REQUIREMENT: Print the line containing "woman's chin, written" and each line after it through the end, please, with nothing added.

○ ○ ○ ○ ○

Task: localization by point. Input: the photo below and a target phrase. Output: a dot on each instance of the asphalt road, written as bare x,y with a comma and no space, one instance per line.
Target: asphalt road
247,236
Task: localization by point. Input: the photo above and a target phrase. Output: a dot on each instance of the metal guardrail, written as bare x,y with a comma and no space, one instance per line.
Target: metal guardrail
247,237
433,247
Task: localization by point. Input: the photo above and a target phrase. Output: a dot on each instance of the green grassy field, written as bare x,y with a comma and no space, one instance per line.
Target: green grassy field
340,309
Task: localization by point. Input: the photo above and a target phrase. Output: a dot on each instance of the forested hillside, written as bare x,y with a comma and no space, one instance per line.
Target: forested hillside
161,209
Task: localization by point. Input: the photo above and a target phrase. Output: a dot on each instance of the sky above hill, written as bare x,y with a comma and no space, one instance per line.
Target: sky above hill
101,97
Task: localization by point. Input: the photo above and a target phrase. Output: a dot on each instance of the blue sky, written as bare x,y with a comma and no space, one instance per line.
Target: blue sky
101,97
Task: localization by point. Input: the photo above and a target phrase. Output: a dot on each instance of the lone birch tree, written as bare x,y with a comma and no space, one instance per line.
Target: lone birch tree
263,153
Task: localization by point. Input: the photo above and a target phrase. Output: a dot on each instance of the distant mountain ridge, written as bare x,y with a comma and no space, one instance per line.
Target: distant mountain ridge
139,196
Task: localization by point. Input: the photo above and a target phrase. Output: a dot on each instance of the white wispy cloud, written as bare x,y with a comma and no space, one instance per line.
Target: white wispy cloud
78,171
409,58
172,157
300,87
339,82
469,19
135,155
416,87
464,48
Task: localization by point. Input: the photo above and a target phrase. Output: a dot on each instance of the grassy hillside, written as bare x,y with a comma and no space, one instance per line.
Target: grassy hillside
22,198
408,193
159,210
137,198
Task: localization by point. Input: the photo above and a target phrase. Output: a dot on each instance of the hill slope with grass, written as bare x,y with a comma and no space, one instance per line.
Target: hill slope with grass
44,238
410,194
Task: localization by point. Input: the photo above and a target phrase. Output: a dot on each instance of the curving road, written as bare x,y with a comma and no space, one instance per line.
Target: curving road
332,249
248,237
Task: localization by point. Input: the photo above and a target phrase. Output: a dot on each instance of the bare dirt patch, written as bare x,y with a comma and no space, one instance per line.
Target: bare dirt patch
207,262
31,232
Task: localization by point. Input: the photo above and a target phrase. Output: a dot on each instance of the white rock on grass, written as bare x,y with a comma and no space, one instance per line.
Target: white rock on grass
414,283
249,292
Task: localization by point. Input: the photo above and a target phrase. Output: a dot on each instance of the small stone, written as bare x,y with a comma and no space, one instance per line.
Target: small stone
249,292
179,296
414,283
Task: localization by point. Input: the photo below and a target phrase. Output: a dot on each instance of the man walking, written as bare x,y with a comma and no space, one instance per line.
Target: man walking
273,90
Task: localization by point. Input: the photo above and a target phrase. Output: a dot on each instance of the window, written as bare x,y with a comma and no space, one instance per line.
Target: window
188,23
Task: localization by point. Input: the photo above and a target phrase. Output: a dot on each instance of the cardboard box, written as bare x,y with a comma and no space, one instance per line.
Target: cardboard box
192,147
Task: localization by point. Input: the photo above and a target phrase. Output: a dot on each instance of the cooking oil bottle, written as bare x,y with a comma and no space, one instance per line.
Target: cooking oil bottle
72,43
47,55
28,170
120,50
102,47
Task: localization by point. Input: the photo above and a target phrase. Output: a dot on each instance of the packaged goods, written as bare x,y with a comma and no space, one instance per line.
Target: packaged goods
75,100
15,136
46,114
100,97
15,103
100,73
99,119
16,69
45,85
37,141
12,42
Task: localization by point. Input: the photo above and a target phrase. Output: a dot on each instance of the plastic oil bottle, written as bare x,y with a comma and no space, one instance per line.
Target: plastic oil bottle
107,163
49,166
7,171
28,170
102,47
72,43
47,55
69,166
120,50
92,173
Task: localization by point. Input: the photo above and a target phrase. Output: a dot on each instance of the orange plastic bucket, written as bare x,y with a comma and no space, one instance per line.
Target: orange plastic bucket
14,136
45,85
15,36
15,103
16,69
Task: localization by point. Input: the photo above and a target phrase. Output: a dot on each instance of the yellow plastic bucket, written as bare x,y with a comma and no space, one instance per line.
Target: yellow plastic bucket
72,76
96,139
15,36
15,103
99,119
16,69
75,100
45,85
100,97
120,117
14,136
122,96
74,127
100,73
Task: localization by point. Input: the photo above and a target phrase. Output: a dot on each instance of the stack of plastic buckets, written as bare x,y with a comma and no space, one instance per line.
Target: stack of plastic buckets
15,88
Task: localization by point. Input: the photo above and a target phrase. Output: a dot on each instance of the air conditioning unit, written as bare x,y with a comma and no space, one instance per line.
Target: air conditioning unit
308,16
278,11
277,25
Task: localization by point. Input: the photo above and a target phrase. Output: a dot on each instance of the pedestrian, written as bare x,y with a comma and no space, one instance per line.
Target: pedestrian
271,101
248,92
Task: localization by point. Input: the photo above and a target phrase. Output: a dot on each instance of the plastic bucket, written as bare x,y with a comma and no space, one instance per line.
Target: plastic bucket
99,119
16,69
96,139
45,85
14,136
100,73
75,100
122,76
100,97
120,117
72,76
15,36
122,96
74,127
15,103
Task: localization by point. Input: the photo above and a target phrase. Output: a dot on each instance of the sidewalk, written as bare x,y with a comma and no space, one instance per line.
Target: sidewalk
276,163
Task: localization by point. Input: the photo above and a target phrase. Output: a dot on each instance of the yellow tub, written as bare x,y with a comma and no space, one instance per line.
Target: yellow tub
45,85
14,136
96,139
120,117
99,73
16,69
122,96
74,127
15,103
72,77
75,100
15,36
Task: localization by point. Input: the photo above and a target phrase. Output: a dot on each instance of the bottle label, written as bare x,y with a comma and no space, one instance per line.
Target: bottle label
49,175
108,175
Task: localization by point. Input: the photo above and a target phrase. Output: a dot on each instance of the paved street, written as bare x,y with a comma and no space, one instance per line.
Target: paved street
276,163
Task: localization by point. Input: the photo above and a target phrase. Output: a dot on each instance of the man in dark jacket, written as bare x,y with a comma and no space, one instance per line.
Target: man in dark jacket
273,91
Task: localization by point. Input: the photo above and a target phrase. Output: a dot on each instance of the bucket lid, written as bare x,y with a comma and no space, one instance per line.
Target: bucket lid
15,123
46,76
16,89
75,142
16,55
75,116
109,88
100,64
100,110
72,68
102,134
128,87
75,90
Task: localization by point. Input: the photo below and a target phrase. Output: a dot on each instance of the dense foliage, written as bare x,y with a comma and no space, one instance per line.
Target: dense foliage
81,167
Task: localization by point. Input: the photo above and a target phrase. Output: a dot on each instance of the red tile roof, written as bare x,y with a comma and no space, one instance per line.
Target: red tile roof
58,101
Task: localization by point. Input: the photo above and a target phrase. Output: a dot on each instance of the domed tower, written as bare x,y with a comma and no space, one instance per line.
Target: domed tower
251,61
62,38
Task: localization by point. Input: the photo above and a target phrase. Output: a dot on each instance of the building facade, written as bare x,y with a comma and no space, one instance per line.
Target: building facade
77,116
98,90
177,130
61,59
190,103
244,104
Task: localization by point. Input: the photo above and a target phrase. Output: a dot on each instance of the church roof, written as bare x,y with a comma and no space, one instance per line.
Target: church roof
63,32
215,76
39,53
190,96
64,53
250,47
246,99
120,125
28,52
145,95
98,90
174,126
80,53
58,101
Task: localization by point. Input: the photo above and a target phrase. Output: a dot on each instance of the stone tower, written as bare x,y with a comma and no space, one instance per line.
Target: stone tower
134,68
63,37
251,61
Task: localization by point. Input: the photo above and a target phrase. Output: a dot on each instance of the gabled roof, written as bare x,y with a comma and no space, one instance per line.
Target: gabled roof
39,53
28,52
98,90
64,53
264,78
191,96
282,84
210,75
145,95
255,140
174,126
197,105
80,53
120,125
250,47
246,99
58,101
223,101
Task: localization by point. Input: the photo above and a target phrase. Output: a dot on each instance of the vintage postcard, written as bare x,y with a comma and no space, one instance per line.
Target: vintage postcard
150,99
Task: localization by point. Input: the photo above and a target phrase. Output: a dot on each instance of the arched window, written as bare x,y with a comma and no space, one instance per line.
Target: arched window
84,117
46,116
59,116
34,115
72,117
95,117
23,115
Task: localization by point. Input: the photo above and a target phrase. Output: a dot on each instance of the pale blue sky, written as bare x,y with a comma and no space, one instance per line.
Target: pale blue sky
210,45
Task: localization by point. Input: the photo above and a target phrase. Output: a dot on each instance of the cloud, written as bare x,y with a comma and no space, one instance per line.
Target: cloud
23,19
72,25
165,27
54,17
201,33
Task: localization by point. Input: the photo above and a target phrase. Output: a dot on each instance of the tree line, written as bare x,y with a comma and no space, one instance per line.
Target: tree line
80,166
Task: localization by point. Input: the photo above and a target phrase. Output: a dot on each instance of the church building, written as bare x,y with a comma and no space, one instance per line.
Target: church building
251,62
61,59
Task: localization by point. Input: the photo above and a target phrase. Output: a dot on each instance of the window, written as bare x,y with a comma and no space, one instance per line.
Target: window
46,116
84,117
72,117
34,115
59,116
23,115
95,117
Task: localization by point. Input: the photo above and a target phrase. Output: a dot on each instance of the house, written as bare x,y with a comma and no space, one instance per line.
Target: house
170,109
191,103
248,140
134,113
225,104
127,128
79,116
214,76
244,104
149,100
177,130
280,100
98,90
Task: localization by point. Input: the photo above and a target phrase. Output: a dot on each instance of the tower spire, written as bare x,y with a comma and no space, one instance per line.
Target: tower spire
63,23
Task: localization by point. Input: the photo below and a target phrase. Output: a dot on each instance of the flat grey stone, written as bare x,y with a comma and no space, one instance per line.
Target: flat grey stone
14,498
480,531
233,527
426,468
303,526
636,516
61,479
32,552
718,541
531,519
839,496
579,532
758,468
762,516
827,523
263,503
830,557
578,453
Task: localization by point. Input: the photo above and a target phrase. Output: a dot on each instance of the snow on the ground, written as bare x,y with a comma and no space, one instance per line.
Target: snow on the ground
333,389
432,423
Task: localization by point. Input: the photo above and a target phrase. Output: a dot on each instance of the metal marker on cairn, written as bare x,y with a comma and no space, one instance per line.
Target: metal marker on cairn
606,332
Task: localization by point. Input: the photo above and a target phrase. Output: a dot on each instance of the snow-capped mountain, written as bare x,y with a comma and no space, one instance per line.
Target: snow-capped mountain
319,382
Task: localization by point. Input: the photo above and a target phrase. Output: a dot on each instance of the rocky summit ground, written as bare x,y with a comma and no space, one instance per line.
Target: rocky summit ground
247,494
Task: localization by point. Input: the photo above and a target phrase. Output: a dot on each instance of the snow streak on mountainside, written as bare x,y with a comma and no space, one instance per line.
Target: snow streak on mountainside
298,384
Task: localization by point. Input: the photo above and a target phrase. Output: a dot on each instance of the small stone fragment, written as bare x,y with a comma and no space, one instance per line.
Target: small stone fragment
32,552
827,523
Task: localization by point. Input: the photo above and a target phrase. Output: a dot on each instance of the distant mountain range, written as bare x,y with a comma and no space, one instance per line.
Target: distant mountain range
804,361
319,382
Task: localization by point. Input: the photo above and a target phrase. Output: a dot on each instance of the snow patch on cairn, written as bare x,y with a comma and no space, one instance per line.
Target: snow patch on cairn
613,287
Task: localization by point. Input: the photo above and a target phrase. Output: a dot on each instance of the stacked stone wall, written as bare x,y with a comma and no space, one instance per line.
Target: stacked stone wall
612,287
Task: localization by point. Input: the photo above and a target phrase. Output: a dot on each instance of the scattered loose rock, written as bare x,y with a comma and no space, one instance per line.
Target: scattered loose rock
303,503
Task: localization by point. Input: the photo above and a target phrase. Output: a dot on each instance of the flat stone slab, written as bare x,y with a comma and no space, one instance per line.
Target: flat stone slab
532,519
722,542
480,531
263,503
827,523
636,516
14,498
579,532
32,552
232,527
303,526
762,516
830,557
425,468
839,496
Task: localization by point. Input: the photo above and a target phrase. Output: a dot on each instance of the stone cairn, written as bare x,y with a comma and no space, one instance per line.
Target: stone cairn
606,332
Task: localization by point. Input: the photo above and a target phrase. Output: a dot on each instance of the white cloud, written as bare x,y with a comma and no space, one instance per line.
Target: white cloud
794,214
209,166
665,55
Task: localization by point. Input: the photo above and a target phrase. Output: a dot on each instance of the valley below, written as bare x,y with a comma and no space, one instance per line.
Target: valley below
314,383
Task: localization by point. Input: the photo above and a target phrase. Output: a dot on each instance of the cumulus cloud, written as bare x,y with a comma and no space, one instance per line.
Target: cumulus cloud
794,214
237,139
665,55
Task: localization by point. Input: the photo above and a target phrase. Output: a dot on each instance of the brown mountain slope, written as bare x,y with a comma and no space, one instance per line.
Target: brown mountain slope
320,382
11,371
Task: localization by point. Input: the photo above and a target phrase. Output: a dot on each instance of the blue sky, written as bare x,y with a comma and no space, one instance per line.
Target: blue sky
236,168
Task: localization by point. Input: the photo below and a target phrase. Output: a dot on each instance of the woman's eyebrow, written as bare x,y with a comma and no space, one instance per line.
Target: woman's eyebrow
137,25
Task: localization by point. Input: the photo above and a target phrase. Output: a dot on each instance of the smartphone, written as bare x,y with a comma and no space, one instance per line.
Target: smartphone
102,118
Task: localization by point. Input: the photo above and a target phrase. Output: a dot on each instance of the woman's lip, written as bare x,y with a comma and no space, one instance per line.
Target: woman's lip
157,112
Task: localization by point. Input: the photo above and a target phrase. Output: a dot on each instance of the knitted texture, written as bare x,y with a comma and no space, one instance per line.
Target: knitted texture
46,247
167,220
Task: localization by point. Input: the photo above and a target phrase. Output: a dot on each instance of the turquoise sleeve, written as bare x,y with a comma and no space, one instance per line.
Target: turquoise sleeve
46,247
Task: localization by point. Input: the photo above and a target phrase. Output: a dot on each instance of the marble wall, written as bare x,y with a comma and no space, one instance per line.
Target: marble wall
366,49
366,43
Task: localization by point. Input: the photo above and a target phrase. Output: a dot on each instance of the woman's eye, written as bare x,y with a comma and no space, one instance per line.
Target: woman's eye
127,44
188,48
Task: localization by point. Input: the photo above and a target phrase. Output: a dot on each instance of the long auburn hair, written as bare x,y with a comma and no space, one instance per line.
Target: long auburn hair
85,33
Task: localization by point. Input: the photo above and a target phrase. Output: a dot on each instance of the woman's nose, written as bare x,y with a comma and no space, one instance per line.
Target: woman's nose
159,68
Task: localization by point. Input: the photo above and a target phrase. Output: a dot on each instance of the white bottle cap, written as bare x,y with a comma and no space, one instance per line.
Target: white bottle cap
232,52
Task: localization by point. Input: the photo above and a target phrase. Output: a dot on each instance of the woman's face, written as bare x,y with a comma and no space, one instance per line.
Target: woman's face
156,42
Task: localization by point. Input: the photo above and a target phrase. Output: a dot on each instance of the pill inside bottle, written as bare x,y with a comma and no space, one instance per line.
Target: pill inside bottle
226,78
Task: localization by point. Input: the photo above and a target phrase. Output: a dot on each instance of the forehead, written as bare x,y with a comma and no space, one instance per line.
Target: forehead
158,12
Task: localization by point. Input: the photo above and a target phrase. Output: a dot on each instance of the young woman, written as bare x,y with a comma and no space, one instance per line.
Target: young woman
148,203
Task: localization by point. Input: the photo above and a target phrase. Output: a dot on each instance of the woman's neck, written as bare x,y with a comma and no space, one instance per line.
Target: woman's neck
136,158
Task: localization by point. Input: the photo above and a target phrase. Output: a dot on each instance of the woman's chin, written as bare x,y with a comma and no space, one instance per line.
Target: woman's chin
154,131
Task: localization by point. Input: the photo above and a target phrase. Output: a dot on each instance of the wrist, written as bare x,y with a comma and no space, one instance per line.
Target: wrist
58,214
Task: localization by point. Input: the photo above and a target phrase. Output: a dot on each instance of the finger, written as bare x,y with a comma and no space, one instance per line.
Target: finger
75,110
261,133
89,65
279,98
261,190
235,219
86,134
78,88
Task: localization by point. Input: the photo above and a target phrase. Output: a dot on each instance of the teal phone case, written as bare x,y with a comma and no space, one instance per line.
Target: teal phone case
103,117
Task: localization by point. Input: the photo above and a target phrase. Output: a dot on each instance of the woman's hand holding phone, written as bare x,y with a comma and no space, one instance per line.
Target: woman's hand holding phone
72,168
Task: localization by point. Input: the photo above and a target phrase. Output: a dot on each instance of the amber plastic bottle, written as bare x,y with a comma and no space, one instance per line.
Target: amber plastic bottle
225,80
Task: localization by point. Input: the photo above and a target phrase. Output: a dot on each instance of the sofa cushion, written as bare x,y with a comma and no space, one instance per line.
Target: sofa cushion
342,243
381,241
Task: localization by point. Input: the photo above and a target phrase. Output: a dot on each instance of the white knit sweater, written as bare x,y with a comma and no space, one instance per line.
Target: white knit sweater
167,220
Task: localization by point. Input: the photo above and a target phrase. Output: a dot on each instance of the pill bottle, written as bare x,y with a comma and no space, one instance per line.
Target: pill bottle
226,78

○ ○ ○ ○ ○

REPLY TO THE TASK:
Task: localization by point. Input: the photo above and a target phrase. Output: a dot on each instance of the woman's chin, written as bare x,y with a comma and no space, one instance per line.
Target: woman's chin
154,131
Task: localization by point. Input: the photo above and a target phrase. Output: a dot on each instance of the wrist, written as bare x,y with a comma and no space, one instance per line.
Target: wrist
58,214
Task: localization by point. Input: the photo above and a target phrase. Output: a dot on each instance of the finger, written as bare x,y with a comma and no space, one instance per line.
Target: finger
75,110
261,133
89,65
279,98
261,190
235,219
86,134
78,88
Task: localization by point. Input: the photo above and a target phrase. Output: a dot on each instance of the teal phone case, written as bare x,y with a comma and no space, one instance per line.
Target: teal phone case
103,117
Task: localization by point. Input: the photo above and a target phrase. Output: a dot on each instance of the woman's hand holding phone, written as bare x,y with a comma and no space, one instance per line.
Target: woman's hand holding phone
72,168
Task: localization by point. Input: the photo above and a target phrase. Output: a dot on each instance of the amber plastic bottle, written as bare x,y with a comma and no space, one instance per line.
Target: amber plastic bottle
225,80
Task: localization by point. Input: the photo above and a target phrase. Output: a dot on each instance of the sofa cushion, written as bare x,y with a comma and no space, one instance per line.
Target: sofa cushion
342,243
381,241
Task: localization by point. Input: the photo above and a target phrase. Output: a dot on each instance of the white knit sweater, written as bare x,y with a comma and no space, one instance per line.
Target: white knit sweater
167,220
Task: localization by point. Input: the photo above and a target phrase. Output: a dot on each instance of the pill bottle, written as bare x,y with a comma and no space, one instance per line.
Target: pill bottle
226,78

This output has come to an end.